◆ Your task ◆
Lines in the listing below containing the string "target" are to be identified and copied.

Segment Start: Data

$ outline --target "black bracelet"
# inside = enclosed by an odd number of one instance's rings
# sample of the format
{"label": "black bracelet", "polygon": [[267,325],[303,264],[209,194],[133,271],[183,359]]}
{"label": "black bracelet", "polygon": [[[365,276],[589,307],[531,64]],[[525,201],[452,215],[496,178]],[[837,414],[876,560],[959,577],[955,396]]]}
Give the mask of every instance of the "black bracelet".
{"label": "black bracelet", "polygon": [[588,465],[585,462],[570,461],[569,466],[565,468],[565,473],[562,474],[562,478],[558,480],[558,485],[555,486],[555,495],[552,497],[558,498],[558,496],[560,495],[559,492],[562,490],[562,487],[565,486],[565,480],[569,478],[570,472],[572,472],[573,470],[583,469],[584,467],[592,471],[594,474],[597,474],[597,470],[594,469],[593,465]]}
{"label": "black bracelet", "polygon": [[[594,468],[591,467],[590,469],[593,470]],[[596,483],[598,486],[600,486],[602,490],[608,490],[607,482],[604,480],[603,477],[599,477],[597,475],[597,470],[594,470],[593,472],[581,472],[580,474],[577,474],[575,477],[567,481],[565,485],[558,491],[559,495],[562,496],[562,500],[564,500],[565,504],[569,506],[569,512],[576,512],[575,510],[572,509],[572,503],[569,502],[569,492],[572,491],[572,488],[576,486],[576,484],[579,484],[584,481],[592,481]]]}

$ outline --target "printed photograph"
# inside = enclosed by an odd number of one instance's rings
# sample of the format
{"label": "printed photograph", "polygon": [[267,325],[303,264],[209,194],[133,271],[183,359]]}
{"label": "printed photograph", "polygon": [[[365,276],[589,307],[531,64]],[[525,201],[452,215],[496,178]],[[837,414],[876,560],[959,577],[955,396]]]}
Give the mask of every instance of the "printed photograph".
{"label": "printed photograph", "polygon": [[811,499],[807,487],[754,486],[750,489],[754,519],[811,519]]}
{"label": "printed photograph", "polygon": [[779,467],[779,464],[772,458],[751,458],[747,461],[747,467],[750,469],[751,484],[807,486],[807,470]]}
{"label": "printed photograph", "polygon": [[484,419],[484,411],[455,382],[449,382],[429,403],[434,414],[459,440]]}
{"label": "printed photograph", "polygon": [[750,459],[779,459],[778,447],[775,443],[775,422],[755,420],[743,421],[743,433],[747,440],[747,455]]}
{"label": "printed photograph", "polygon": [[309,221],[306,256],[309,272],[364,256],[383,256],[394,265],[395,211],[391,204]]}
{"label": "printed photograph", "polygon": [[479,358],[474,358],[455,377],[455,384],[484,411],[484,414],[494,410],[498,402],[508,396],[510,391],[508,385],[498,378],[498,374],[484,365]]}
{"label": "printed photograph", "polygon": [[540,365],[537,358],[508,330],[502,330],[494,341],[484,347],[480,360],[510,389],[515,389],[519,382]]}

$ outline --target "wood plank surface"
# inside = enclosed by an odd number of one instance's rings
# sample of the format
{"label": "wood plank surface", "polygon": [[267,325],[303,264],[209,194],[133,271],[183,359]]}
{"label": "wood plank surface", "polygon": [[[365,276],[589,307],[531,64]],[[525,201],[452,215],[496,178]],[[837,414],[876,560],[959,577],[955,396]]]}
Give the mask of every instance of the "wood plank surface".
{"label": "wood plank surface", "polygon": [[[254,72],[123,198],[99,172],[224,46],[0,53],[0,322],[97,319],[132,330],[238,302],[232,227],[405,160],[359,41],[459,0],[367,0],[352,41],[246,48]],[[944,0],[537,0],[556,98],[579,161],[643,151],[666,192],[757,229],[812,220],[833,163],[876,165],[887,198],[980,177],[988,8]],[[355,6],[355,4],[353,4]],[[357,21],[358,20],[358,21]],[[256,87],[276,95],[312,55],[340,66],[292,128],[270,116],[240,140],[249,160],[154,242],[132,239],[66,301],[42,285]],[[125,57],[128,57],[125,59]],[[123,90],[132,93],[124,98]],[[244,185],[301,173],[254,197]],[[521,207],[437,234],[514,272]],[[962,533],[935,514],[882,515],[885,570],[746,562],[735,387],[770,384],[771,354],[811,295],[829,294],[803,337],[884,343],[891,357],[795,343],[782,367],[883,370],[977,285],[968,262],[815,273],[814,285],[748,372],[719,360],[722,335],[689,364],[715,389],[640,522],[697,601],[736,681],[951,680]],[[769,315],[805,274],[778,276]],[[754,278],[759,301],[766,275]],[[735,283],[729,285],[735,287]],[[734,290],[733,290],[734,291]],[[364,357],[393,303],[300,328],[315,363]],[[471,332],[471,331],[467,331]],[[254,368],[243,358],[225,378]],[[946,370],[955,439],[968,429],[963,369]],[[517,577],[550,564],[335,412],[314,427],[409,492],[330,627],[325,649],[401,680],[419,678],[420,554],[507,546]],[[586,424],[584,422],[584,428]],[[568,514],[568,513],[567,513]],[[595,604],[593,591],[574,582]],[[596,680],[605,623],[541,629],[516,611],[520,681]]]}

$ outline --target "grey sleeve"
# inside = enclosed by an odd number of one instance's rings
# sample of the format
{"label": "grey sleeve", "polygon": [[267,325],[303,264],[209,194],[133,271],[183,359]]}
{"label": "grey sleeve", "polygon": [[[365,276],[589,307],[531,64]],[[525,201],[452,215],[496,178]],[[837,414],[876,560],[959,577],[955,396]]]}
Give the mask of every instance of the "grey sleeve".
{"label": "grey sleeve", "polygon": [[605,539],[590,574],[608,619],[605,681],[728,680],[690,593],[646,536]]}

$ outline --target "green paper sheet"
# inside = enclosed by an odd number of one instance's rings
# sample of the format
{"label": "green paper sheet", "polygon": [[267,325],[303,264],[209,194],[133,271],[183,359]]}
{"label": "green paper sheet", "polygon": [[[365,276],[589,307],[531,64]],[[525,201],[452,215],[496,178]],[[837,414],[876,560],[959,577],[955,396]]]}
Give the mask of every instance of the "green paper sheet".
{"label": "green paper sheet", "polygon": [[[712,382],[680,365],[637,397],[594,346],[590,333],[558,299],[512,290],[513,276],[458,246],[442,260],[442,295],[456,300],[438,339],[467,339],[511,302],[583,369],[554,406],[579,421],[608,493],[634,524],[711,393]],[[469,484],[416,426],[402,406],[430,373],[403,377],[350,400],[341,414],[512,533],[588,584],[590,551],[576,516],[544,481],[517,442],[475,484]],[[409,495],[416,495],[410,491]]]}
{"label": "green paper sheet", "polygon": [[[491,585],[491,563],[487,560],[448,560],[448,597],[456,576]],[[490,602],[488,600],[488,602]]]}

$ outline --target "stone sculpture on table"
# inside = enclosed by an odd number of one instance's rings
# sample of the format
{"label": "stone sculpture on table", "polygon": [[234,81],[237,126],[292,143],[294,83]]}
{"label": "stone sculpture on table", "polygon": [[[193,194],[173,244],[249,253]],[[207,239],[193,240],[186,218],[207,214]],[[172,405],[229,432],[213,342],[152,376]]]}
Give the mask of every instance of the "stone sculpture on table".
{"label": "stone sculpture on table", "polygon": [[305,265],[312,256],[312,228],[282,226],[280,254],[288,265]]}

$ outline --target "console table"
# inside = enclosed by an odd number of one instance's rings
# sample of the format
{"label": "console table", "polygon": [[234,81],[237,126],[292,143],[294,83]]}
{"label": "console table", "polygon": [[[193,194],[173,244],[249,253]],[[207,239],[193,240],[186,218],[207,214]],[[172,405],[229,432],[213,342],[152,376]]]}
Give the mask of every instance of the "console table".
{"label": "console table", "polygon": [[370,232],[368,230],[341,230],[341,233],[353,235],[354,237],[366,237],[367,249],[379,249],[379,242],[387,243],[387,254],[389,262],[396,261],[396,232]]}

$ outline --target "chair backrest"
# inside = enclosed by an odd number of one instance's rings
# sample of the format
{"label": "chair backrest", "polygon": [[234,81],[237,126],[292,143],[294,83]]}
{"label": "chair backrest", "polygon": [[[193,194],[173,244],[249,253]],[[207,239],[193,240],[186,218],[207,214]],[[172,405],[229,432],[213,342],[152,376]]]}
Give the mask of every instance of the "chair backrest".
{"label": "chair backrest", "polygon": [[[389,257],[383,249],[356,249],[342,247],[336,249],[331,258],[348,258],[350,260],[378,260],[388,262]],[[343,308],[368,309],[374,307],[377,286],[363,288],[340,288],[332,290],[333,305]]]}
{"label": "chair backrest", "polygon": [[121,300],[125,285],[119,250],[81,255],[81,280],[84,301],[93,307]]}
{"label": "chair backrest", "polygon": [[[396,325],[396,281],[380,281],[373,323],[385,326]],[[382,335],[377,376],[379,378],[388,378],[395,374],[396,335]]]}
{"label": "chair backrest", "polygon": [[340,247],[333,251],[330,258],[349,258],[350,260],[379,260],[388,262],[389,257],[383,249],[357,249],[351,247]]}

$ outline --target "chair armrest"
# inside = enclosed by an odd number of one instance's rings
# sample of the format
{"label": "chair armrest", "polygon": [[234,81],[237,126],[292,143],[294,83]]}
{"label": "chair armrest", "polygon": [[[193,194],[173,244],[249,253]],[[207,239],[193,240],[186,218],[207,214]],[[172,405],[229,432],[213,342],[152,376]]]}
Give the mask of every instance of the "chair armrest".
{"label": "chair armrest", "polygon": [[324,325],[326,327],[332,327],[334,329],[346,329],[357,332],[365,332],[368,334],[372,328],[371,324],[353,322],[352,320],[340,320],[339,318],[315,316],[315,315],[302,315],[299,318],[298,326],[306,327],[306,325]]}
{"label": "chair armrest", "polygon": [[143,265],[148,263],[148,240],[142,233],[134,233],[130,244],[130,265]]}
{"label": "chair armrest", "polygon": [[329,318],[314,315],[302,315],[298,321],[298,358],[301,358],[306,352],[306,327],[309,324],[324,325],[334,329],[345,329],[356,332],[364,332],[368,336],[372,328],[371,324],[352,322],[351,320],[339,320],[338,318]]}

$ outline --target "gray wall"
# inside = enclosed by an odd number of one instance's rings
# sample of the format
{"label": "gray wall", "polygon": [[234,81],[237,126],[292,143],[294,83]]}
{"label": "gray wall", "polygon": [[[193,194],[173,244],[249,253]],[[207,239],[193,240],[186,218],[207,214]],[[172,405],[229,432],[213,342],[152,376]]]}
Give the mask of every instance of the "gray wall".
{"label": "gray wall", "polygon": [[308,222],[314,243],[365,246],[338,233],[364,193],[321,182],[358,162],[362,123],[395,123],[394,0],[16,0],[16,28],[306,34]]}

Segment End: Data

◆ Solution to this task ◆
$ outline --target "black bracelet"
$ outline --target "printed photograph"
$ outline --target "wood plank surface"
$ outline --target "grey sleeve"
$ outline --target "green paper sheet"
$ outline --target "stone sculpture on table"
$ outline --target "console table"
$ outline --target "chair backrest"
$ outline --target "chair armrest"
$ outline --target "gray wall"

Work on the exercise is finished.